* JOB 1
According to the histogram tutorial, how is a bin's density computed when freq is set to FALSE?

* PAGE EXCERPT

Histograms are the most common way to summarize the distribution of a continuous variable. A histogram breaks the distribution of the data into bins and counts the number of observations in each bin.

• Create a histogram of the UNDP HDI variable.

hist(qog$human_devt_index)
hist(qog$human_devt_index, freq=FALSE) #provides density instead of frequency count

If the freq argument is set to FALSE, the height of the bins are given by their “density”, which is computed as the proportion of observations in the bin divided by the width of the bin.

We can tell R how we would like the bins set in either of two ways: by selecting the number of bins or their characteristics, selecting where the bins should start, end, and their width.

• Now create a histogram and set bin widths in an intelligible way.

hist(qog$human_devt_index,
breaks=10, xlim= c(0,1))

Here, we indicate that we want 10 breaks, which would result in 11 distinct bins. We also indicate the range of the x axis, i.e. the values we want to see represented. What do you see?

There are no observations at very low values - this means the 10 bins start at the minimum and don’t line up intuitively.

Let’s check the minimum and maximum values of the variable

summary(qog$human_devt_index)
# or
min(qog$human_devt_index, na.rm=TRUE) 
max(qog$human_devt_index, na.rm=TRUE)

Let’s now create a more appropriate histogram. What do you see now?

hist(qog$human_devt_index,
breaks=seq(from=.3, to =1, by=.05), xlim=c(0.3,1),
main="Distribution of HDI",
xlab="UNDP Human Development Indicator")

• Identify the mean and median of the UNDP HDI variable on the histogram.

• Identify observations one standard deviation above and below the mean.

Note: abline allows you to add lines to plots, indicating the v argument indicates vertical lines. You can then feed in means, medians and other statistics.

hist(qog$human_devt_index,
     breaks=seq(from=.3, to =1, by=.05), xlim=c(0.3,1),
     main="Distribution of HDI",
     xlab="UNDP Human Development Indicator")

* JOB 2
Reproduce every line of the entries, from their first line through the line containing "367,192 -> 500,329", inclusive. Add 16 to each coordinate of the result boxes, but leave the three boxes listed after each "e.g." unchanged.

* INFORMATION PROVIDED

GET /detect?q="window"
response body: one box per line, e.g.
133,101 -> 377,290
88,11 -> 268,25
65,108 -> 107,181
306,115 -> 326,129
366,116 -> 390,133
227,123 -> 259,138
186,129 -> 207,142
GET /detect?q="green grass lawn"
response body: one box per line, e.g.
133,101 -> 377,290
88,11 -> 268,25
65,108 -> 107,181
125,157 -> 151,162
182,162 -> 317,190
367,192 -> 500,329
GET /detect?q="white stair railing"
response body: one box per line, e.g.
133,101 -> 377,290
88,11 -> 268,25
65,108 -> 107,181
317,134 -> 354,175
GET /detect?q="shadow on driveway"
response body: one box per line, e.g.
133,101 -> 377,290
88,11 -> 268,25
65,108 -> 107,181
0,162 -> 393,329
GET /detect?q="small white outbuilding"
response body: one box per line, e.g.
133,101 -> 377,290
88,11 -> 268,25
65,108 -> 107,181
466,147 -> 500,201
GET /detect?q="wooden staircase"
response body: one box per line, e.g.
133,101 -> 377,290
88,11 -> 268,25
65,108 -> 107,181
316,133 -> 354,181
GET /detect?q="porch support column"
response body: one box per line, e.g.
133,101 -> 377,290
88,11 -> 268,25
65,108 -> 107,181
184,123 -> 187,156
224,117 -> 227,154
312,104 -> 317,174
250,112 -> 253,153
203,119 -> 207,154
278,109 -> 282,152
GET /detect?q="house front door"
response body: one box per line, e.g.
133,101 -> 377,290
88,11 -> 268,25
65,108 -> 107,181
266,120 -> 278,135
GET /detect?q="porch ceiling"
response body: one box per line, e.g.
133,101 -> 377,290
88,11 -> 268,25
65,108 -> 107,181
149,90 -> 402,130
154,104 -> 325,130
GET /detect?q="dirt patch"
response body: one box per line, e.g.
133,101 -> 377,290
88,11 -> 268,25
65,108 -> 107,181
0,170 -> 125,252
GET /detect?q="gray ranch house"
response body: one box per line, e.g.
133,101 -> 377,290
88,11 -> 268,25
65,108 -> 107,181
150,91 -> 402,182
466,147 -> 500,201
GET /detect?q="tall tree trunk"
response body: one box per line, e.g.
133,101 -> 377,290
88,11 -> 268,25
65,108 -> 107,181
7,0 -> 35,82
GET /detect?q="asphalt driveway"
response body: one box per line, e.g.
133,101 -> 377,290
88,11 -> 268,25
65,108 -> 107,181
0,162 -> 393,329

* WORKED SOLUTION 1
It is the proportion of observations in the bin divided by the width of the bin.

* WORKED SOLUTION 2
GET /detect?q="window"
response body: one box per line, e.g.
133,101 -> 377,290
88,11 -> 268,25
65,108 -> 107,181
322,131 -> 342,145
382,132 -> 406,149
243,139 -> 275,154
202,145 -> 223,158
GET /detect?q="green grass lawn"
response body: one box per line, e.g.
133,101 -> 377,290
88,11 -> 268,25
65,108 -> 107,181
141,173 -> 167,178
198,178 -> 333,206
383,208 -> 516,345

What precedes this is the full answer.